_TEXTO DE PARTIDA_.
# # #

El presente hace florecer las tumbas que el pasado quiere profanar. Si Puigdemont y Artur Mas no acercan sus posturas, la guerra entre independencia y negociación (“sé exigente, pero no intransigente”, dice el Evangelio de Lucas) sellará las puertas del soberanismo. Si Bendodo y Tellado, las dos almas del PP, no consiguen cerrar su herida territorial, la derecha se quedará sin modelo. Si Yolanda no inclina la testuz de Pablo Iglesias, la izquierda del PSOE irá a menos. Si Espinosa de los Monteros no hace callar a Jorge Buxadé, Vox desaparecerá, mientras su talentoso Comité de Acción Política (CAP), de composición oculta, se irá deshaciendo. Si el PSC sigue creciendo en consenso frente a ERC, el mundo republicano habrá mostrado una vez más su incapacidad para sobrevivir en el eje izquierda-derecha; son demasiados años titubeando para acabar en manos de Junqueras, un tonsurado sin sotana, acólito de la pérdida, rito pagano.

# # #

_ACCIONES REQUERIDAS_.
1/ ¿A quiénes llama el texto de partida "las dos almas del PP"?
2/ Traduce al inglés esta oración del texto de partida: "Si Bendodo y Tellado, las dos almas del PP, no consiguen cerrar su herida territorial, la derecha se quedará sin modelo."
Los registros constituyen un material aparte, sin relación con el texto de partida.

# # #

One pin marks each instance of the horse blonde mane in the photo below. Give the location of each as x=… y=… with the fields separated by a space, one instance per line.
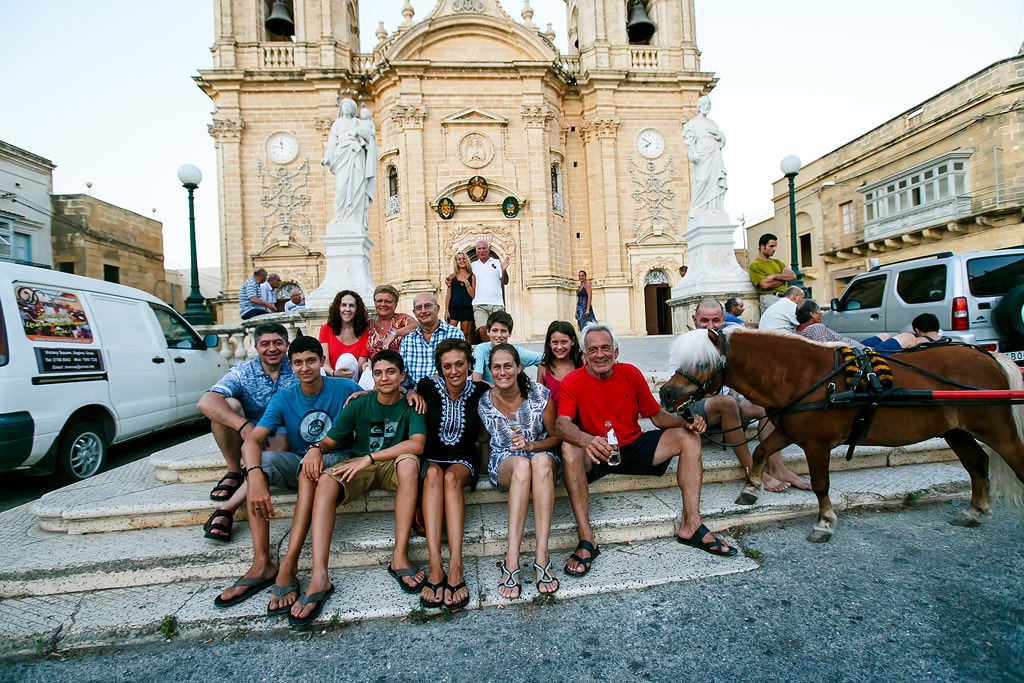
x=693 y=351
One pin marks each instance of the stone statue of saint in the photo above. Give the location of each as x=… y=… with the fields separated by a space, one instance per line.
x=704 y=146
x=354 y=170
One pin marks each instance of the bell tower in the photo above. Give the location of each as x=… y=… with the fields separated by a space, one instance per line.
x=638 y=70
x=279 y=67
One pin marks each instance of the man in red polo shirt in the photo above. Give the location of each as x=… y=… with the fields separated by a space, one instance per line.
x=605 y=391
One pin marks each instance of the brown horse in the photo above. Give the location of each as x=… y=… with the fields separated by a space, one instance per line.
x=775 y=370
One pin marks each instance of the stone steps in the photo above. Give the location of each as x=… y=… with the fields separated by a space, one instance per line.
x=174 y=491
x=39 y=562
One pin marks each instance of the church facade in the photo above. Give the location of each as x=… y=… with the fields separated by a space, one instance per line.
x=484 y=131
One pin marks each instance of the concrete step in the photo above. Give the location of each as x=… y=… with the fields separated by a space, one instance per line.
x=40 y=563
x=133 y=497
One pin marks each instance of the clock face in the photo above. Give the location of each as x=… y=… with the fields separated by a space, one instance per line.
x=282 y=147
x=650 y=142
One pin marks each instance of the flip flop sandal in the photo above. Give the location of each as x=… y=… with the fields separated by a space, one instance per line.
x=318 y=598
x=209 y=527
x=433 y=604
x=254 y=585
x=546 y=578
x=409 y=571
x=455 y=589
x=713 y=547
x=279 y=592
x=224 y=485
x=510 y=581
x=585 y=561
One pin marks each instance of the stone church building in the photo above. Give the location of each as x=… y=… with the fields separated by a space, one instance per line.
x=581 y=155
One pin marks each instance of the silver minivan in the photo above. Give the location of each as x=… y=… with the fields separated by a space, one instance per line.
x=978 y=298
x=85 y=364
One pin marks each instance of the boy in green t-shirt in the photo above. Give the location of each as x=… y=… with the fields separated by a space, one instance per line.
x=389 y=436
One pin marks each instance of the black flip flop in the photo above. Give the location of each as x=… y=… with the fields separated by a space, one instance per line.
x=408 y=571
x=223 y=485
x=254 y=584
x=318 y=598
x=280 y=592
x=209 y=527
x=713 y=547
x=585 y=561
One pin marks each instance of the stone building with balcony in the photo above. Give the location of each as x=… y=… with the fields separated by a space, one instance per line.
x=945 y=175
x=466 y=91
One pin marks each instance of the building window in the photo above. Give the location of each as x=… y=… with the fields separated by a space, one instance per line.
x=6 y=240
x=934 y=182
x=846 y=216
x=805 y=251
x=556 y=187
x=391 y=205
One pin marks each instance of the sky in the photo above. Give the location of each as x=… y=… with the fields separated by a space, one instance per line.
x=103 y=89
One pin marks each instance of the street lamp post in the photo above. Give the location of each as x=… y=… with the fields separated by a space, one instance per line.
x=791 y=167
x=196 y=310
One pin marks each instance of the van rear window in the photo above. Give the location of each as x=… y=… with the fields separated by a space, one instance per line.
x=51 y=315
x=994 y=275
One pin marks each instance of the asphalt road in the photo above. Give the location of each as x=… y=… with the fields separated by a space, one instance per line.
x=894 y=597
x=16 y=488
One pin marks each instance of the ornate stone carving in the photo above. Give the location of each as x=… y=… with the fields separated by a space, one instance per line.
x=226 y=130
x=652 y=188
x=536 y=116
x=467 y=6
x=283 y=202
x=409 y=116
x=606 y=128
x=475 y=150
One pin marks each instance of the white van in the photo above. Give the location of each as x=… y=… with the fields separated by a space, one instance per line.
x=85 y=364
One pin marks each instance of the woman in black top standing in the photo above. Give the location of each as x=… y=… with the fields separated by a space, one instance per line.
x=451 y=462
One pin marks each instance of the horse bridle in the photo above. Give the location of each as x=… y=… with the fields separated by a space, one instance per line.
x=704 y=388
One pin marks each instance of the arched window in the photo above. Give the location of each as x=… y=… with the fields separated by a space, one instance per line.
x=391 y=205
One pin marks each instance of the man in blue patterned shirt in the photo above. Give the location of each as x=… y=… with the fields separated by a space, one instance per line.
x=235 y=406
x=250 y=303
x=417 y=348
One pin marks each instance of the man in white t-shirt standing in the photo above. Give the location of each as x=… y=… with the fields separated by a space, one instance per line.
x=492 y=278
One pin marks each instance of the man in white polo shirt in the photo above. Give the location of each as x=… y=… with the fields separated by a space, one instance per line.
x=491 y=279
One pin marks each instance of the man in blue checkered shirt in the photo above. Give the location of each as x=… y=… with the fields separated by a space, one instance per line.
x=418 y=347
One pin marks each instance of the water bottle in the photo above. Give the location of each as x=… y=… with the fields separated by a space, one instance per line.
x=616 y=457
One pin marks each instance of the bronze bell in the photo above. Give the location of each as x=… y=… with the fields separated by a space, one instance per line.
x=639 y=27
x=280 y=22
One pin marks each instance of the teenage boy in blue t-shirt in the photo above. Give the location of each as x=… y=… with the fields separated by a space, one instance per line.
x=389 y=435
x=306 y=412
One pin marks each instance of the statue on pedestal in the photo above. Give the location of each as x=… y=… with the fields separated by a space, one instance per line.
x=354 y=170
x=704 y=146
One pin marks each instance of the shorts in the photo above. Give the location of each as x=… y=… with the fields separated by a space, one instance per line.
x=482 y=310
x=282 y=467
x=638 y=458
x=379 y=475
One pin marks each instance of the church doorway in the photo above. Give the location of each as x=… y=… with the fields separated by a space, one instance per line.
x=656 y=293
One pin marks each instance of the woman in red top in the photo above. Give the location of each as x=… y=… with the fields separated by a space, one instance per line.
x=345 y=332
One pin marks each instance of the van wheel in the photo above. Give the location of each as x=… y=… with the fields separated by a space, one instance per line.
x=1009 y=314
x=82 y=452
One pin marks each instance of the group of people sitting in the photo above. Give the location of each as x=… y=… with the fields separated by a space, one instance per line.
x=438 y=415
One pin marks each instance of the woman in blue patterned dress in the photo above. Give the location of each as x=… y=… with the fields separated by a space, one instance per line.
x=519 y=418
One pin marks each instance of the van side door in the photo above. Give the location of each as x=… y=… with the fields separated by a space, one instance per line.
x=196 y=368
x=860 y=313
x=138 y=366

# # #

_RESPUESTAS_.
1/ A Bendodo y Tellado.

2/ If Bendodo and Tellado, the two souls of the PP, fail to close their territorial wound, the right will be left without a model.